COMPLETE THE FOLLOWING:
a) From the passage on the Exelis LWIR sensor, extract the wording from "The integrated LWIR" up to and including "containers and pipelines.".
b) In the passage on the Exelis LWIR sensor, who is named as director of material identification at Exelis?
c) Please continue the passage on the Exelis LWIR sensor from its last sentence onward.

QUOTED PASSAGE:
▼

The integrated LWIR HSI sensor and processing system gives information on gases and solids detected in real time, a capability which enables detection of improvised explosive devices or leaks from containers and pipelines.
"Customers are looking for reliable ways to locate and identify either naturally existing or man-made materials, some of which can be dangerous, illegal or items of interest that are not visible to traditional imaging cameras," said Dr. Minda Suchan, director of material identification at Exelis. "Using a LWIR HSI sensor would allow access to hard-to-reach areas and positively identify solids and gases critical to defense, civilian and commercial operations."
Exelis said LWIR sensors normally must be cooled to temperatures below freezing to have the sensitivity to detect and identify small amounts of gas released into the atmosphere but it has devised a method to overcome major cooling requirements.

▲

Region descriptions in natural language:
▼

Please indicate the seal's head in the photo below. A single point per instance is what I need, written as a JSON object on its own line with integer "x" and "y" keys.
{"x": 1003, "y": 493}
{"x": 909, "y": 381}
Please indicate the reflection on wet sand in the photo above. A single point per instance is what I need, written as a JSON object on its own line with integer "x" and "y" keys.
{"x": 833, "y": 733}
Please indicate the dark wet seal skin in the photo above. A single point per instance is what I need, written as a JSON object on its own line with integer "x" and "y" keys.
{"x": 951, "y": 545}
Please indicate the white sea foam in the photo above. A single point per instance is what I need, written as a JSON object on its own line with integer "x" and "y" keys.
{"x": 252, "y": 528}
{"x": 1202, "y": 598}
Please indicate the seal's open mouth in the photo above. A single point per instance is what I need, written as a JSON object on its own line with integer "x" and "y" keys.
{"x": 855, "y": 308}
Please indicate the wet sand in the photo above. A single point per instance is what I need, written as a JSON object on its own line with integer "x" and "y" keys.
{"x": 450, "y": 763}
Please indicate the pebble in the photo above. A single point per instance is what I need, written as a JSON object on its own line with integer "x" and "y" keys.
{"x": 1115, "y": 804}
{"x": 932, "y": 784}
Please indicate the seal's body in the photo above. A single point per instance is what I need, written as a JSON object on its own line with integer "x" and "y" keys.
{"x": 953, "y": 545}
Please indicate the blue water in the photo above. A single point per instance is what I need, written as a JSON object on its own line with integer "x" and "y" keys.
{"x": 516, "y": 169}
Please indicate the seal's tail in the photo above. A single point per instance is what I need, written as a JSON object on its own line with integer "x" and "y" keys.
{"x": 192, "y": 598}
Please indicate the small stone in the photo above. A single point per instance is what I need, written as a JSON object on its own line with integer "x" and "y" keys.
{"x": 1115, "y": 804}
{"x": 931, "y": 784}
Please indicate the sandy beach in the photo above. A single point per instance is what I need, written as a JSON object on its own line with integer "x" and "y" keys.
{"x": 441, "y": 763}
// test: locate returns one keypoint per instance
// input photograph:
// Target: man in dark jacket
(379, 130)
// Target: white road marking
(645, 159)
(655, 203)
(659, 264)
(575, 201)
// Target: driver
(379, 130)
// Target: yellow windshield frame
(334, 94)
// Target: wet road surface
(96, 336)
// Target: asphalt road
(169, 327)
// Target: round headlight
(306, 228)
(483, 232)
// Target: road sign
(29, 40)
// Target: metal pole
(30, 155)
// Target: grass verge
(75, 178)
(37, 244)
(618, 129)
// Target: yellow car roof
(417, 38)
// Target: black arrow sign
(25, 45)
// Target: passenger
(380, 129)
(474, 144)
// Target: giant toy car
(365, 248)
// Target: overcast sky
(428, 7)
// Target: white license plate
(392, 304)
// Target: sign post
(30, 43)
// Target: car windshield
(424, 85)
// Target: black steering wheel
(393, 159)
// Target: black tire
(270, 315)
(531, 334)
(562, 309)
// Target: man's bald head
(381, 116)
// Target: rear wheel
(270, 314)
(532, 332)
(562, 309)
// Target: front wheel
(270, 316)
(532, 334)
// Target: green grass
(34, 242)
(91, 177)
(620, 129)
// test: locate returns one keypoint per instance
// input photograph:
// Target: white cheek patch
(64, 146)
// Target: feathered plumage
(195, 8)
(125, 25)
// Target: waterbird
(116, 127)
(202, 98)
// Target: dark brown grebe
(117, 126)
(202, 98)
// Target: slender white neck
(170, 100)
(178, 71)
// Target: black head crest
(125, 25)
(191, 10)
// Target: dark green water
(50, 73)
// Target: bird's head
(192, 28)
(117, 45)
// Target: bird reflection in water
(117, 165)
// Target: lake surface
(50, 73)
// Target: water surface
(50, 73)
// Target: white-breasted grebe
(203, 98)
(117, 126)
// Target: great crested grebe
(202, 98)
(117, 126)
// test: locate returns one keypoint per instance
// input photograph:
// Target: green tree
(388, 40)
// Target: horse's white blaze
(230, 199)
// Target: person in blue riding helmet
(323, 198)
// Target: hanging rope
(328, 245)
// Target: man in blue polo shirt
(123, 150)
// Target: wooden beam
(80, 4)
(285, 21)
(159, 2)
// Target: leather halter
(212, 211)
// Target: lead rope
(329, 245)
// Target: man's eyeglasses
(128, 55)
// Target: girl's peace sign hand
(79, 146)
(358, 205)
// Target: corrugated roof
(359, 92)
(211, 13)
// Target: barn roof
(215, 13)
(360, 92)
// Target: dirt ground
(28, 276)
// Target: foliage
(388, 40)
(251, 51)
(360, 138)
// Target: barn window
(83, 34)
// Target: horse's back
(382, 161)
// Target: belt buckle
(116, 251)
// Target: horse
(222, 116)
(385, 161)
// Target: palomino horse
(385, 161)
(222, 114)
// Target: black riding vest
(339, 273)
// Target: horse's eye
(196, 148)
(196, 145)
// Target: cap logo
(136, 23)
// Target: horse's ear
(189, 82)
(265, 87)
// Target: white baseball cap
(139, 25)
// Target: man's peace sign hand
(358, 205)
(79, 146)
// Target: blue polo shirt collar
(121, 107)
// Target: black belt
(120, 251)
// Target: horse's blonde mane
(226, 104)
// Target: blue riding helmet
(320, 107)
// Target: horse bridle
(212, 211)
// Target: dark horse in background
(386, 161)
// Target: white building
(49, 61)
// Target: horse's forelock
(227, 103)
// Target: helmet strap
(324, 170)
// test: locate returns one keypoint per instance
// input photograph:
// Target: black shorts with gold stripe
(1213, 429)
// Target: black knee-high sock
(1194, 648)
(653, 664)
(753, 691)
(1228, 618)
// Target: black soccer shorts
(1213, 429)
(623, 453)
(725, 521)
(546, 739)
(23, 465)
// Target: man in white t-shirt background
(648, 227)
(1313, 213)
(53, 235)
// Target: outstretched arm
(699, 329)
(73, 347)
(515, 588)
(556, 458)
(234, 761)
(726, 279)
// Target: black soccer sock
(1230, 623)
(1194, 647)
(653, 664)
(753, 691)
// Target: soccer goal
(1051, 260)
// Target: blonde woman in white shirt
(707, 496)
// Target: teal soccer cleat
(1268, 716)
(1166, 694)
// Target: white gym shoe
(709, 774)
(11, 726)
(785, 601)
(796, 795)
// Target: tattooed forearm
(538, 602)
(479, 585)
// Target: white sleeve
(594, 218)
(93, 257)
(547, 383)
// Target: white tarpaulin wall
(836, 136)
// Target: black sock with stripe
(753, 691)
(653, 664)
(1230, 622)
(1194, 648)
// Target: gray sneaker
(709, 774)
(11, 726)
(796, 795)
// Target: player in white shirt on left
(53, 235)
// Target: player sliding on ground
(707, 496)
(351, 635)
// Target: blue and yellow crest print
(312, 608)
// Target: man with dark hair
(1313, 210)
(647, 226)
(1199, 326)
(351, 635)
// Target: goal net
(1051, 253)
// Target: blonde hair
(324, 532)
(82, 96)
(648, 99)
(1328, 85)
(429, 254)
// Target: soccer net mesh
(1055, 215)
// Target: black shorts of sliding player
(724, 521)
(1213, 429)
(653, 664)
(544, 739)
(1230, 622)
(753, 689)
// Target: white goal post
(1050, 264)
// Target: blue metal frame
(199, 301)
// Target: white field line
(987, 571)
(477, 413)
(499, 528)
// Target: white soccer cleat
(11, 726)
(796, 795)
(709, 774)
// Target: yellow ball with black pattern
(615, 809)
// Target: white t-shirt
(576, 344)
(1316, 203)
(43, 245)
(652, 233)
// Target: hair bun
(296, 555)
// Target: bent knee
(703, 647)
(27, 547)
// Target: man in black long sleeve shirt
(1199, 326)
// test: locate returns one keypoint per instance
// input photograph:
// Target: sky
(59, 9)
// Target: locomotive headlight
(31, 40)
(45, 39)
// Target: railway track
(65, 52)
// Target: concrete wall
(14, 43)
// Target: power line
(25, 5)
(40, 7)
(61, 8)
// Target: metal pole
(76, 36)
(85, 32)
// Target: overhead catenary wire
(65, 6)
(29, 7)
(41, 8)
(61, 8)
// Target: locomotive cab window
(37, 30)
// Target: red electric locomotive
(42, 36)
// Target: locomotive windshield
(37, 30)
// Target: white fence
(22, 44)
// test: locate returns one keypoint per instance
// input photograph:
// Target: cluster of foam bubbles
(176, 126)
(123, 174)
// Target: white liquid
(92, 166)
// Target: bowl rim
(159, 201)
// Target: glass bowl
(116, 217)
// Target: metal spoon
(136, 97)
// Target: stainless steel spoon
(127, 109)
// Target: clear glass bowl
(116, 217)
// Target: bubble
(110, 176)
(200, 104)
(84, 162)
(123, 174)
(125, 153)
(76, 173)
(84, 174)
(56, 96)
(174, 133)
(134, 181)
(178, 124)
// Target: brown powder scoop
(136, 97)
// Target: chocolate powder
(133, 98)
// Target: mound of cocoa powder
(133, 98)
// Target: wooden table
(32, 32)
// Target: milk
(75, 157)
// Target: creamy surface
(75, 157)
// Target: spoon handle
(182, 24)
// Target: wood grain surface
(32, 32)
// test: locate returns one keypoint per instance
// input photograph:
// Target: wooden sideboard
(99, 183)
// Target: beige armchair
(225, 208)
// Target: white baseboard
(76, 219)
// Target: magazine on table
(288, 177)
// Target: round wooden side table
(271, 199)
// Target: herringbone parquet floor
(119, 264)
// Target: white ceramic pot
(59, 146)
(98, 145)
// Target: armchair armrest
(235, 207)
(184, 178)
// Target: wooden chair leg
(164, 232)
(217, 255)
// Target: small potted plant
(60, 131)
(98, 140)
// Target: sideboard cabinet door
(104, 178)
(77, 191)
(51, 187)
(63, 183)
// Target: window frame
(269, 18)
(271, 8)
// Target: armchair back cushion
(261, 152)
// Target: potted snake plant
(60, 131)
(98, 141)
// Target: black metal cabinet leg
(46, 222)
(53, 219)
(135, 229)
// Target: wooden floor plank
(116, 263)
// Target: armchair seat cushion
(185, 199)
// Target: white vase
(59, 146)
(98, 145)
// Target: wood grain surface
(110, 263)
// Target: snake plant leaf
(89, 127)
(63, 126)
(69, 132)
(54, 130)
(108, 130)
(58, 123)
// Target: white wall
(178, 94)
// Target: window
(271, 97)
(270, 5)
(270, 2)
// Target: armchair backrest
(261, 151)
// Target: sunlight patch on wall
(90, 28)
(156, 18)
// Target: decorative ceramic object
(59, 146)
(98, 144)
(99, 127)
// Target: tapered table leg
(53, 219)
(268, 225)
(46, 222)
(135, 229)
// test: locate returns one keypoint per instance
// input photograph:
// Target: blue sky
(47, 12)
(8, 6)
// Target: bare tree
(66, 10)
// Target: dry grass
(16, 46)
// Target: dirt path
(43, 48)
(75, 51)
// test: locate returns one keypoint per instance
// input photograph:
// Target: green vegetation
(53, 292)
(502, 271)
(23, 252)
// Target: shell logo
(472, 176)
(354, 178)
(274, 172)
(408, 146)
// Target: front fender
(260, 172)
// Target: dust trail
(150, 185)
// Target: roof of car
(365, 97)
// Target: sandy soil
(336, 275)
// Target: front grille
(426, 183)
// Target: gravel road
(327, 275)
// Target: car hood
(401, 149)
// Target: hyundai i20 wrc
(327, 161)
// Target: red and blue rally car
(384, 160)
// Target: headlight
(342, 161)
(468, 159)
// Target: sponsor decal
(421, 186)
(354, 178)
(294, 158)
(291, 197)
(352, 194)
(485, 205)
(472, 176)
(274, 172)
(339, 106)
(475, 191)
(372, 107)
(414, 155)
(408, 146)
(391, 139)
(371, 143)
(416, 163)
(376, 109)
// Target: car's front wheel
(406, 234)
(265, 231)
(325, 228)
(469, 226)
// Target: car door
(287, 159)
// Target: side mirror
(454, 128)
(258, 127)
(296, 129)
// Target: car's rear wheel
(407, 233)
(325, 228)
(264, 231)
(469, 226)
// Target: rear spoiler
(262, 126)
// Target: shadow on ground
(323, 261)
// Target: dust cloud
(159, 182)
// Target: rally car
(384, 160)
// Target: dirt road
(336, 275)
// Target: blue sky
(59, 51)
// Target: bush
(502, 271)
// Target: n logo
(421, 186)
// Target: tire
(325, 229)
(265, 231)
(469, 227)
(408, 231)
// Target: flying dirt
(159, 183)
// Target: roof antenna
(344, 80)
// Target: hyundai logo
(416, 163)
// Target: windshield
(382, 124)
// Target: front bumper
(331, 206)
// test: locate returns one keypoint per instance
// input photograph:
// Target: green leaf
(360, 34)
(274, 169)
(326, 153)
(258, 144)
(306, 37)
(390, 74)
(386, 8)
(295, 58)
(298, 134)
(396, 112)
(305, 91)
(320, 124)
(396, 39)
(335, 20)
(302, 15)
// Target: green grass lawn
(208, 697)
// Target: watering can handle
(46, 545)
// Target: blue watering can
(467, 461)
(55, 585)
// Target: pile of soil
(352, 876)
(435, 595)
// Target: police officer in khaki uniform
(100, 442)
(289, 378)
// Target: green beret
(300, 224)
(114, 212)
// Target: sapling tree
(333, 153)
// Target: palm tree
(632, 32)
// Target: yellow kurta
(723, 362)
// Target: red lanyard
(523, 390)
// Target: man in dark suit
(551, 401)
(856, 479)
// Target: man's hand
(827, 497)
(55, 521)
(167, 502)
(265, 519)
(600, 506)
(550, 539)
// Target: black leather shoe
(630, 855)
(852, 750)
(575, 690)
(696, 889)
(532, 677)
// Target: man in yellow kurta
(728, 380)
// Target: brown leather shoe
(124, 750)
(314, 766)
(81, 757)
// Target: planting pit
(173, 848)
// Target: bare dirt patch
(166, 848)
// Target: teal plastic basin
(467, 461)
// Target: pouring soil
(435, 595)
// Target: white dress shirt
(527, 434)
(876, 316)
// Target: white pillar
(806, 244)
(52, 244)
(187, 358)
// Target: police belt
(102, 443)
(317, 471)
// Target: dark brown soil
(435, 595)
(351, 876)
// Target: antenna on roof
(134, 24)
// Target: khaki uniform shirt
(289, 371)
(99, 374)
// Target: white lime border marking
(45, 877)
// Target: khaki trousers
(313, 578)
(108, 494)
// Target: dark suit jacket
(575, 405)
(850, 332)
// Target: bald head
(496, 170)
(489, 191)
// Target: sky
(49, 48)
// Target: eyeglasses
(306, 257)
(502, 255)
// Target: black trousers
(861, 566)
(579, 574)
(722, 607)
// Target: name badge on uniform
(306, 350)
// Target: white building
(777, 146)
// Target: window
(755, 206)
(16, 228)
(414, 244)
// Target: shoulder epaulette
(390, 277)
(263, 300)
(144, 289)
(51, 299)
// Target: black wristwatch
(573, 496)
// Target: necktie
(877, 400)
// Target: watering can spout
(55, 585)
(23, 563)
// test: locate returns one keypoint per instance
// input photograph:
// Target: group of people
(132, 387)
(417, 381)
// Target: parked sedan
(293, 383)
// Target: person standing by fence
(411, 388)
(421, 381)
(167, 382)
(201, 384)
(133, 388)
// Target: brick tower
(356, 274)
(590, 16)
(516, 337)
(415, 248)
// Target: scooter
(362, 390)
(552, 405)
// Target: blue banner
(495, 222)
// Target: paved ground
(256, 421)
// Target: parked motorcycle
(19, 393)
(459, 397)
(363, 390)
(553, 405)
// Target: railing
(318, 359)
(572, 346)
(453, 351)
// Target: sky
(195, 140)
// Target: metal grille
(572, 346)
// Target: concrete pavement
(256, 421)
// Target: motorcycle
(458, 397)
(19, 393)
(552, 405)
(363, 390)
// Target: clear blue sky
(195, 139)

▲

EXERCISE RESPONSES:
a)
The integrated LWIR HSI sensor and processing system gives information on gases and solids detected in real time, a capability which enables detection of improvised explosive devices or leaks from containers and pipelines.

b) Dr. Minda Suchan

c)
"This opens up new uses for LWIR HSI systems, such as looking into denied areas, from high-altitude aircraft," Suchan said. "The LWIR HSI sensor development, along with real-time analytical processing, solves customer-identified hard problems and is a key part of the company's strategic focus on intelligence, surveillance, reconnaissance and analytics."
Exelis' sensors are housed in a gimbal that can be pointed in multiple directions to collect large areas of imagery. An onboard processing capability is being developed for rapid material identification.